§ **What is expected**:
In how many lines of the material below does the string "help" appear? Answer with a single number.

§ **Given entries**:
════════════════
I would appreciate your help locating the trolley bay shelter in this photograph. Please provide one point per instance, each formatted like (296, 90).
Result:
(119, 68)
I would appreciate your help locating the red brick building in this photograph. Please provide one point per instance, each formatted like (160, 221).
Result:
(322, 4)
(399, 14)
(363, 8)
════════════════
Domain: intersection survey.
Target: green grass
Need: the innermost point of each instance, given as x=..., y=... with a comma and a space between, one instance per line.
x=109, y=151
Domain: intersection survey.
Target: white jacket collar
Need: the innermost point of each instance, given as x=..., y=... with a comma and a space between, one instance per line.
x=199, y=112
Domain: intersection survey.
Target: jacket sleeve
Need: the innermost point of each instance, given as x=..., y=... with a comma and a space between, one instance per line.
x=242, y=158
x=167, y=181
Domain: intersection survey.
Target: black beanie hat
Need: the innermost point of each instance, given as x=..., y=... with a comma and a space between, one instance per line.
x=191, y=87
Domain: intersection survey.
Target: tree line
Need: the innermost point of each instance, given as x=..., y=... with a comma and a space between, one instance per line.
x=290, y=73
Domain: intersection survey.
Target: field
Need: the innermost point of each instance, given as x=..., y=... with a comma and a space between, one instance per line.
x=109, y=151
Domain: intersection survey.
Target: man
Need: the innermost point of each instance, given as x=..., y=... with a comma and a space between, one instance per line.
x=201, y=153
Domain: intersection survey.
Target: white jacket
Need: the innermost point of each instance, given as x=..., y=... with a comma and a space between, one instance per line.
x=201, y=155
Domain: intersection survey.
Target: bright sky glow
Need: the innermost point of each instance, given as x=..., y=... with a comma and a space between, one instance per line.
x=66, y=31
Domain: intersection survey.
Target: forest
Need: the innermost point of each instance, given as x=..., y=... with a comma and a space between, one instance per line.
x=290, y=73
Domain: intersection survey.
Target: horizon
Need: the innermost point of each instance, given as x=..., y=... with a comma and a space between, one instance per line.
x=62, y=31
════════════════
§ **Reply**:
2